═════ SUPPLIED RECORDS

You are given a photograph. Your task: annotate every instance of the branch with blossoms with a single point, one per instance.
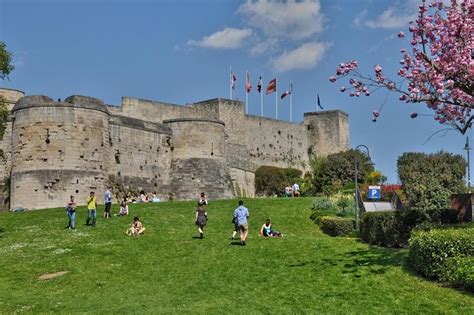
(439, 70)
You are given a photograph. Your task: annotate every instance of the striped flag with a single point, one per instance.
(248, 85)
(259, 85)
(319, 103)
(287, 92)
(271, 87)
(233, 79)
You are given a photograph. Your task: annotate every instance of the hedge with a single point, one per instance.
(383, 228)
(460, 271)
(438, 253)
(337, 226)
(393, 228)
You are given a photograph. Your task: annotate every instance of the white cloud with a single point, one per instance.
(304, 57)
(390, 19)
(228, 38)
(263, 46)
(293, 19)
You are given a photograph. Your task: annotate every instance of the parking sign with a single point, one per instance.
(374, 192)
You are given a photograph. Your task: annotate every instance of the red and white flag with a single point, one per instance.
(287, 92)
(233, 79)
(259, 85)
(248, 85)
(271, 87)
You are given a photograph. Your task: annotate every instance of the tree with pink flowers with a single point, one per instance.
(437, 70)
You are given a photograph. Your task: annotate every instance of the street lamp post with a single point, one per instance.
(468, 148)
(357, 214)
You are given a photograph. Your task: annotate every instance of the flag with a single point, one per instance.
(271, 87)
(233, 79)
(319, 103)
(259, 85)
(287, 92)
(248, 85)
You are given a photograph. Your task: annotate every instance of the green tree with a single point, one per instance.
(429, 180)
(340, 168)
(5, 69)
(6, 66)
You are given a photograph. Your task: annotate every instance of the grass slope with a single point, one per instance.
(168, 271)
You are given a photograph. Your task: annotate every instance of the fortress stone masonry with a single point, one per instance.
(54, 149)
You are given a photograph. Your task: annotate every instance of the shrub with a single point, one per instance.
(459, 271)
(336, 226)
(429, 180)
(430, 250)
(444, 216)
(321, 207)
(383, 228)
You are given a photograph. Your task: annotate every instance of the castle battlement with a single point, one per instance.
(53, 149)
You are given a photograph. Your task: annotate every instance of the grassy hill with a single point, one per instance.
(167, 270)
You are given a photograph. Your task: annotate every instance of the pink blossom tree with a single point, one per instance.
(438, 70)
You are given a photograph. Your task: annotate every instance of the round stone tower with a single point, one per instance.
(11, 96)
(58, 149)
(198, 163)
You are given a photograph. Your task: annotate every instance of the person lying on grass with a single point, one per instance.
(136, 228)
(267, 231)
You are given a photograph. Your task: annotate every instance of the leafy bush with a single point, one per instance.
(321, 207)
(429, 180)
(383, 228)
(336, 226)
(338, 169)
(430, 250)
(444, 216)
(459, 271)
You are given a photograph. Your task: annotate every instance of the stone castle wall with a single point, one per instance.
(56, 149)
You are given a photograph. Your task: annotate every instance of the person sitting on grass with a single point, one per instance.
(136, 228)
(267, 231)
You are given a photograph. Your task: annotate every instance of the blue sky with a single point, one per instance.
(180, 52)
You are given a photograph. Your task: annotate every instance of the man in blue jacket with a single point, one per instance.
(241, 215)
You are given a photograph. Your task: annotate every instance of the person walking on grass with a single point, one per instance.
(201, 219)
(241, 215)
(108, 203)
(91, 209)
(71, 213)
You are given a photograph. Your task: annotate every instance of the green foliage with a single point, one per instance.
(459, 271)
(339, 169)
(383, 228)
(431, 253)
(393, 228)
(6, 66)
(337, 226)
(271, 180)
(429, 180)
(5, 69)
(167, 271)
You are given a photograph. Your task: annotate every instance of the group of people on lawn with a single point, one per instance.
(239, 219)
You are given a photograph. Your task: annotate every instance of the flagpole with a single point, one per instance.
(230, 83)
(291, 102)
(246, 92)
(261, 98)
(276, 98)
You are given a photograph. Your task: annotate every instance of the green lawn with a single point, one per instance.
(167, 270)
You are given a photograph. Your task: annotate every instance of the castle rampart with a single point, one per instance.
(56, 149)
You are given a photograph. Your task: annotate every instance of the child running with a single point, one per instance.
(136, 228)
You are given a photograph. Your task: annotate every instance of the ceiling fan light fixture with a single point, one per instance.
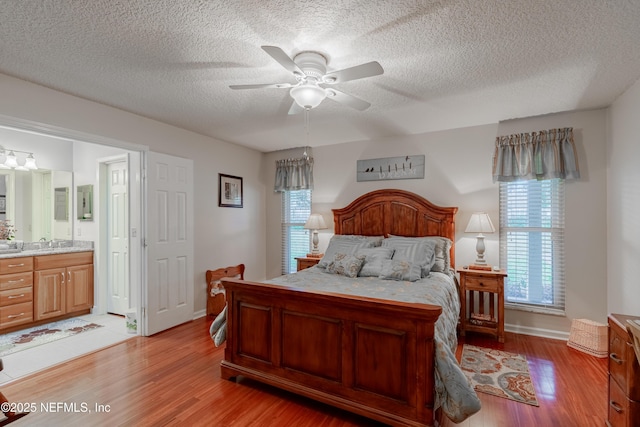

══════════

▶ [REQUEST]:
Please arrange all the records above as a JSON list of strings, one string per line, with blank lines omitted and the pictures left out.

▶ [WRITTEN ANSWER]:
[
  "You are given a photograph. Your task: annotate every instance of the branch with blossoms with a single point, one per instance.",
  "(439, 70)",
  "You are given a photograph. Your task: annotate every instance of the striped flag with a single point, one per instance.",
  "(248, 85)",
  "(259, 85)",
  "(319, 103)",
  "(287, 92)",
  "(271, 87)",
  "(233, 79)",
  "You are given a photograph. Your task: annotate every instance of the hedge with a single point, one per instance.",
  "(383, 228)",
  "(460, 271)",
  "(438, 253)",
  "(337, 226)",
  "(393, 228)",
  "You are given a photograph. Your task: annotate every instance of the white cloud with a single point, one per instance.",
  "(304, 57)",
  "(390, 19)",
  "(228, 38)",
  "(263, 46)",
  "(293, 19)",
  "You are given a photograph. Your task: annotate every instance of the parking sign with a single point, one per instance.",
  "(374, 192)",
  "You are given a photograph. Your task: annotate every instance of the red and white flag with a single point, one per instance.",
  "(287, 92)",
  "(233, 79)",
  "(259, 85)",
  "(248, 85)",
  "(271, 87)",
  "You are given a photograph. Your task: annotate every instance of the tree with pink flowers with a single point, one per instance.",
  "(437, 70)",
  "You are given a photograph. Your task: annotate every instance of the street lamp post with a single point, one per instance.",
  "(468, 148)",
  "(357, 214)",
  "You are given a photograph. Your task: annotate every instance of the flag with a single point, one per instance.",
  "(271, 87)",
  "(233, 79)",
  "(319, 103)",
  "(259, 85)",
  "(287, 92)",
  "(248, 85)",
  "You are given a photograph. Your task: annotate every instance of the green tree with a single point, one per instance.",
  "(429, 180)",
  "(340, 168)",
  "(5, 69)",
  "(6, 66)",
  "You are given a photograph. Your task: annotate every instance of the grass slope with a single point, one per instance.",
  "(168, 271)",
  "You are given a photograph. Your task: annotate every instance of the fortress stone masonry with a single point, one per instance.",
  "(54, 149)",
  "You are given a photograph. Your task: annotate every instance of the shrub with a single point, one per instance.",
  "(459, 271)",
  "(336, 226)",
  "(429, 180)",
  "(430, 250)",
  "(444, 216)",
  "(321, 207)",
  "(383, 228)",
  "You are given a photograph. Your task: annotate every instance of the castle battlement with a single point, one per instance.",
  "(53, 149)",
  "You are given a photograph. Your task: annotate every instance of the grassy hill with a single point, one per instance.",
  "(167, 270)",
  "You are given a photograph. Your task: annotate every instance of the pink blossom tree with a single point, one per instance.",
  "(438, 70)",
  "You are given a photograph. Your task: annotate every instance of the round stone tower with a single point, one per instance.",
  "(11, 96)",
  "(58, 149)",
  "(198, 163)",
  "You are given a photograph. Your task: annotate every instance of the person lying on grass with a single point, one per instance.",
  "(136, 228)",
  "(267, 231)",
  "You are given a photograph. Your task: annotate every instance of the leafy bush with a single point, one per instance.",
  "(321, 207)",
  "(429, 180)",
  "(383, 228)",
  "(336, 226)",
  "(338, 169)",
  "(430, 250)",
  "(444, 216)",
  "(459, 271)",
  "You are given a photograph. Your task: annotate every instance of the stone castle wall with a single point, one per instance.",
  "(56, 149)",
  "You are given a photograph. Your task: annotate every instance of the person sitting on grass with a single point, one per instance.",
  "(136, 228)",
  "(267, 231)",
  "You are given a photograph. Your task: annotate every instance of the blue sky with a single point, one per instance.",
  "(180, 52)",
  "You are given a photograph. Your task: annotate every instance of the man in blue jacket with a single point, one per instance.",
  "(241, 215)",
  "You are given a photograph. Your task: annotate every instance of the person walking on grass with a single point, one per instance.",
  "(201, 219)",
  "(241, 215)",
  "(108, 203)",
  "(91, 209)",
  "(71, 213)",
  "You are given a photograph. Your task: annotate every instance of the green foliage with a single point, one per instance.",
  "(459, 271)",
  "(339, 169)",
  "(383, 228)",
  "(431, 253)",
  "(393, 228)",
  "(6, 66)",
  "(337, 226)",
  "(271, 180)",
  "(429, 180)",
  "(5, 69)",
  "(167, 271)",
  "You are given a photograph. Your task: annotate every instance of the group of people on lawn with a single point, one per instance.",
  "(239, 219)",
  "You are given a photograph. Your task: annotate every instance of the flagpole with a single point, one per instance.",
  "(230, 83)",
  "(291, 102)",
  "(246, 92)",
  "(261, 98)",
  "(276, 98)",
  "You are given a photograph. Your task: annotate every instance of the green lawn with a single point, one per instance.",
  "(167, 270)",
  "You are given a photograph. Your task: annotate every instance of the castle rampart with a single point, one per instance.",
  "(56, 149)",
  "You are given a photograph. Your task: annotate every instance of the child running with a single point, one per instance.",
  "(136, 228)",
  "You are given a photograph. Your task: annotate every instance of the ceiling fan light fixture with a single point, one per instance."
]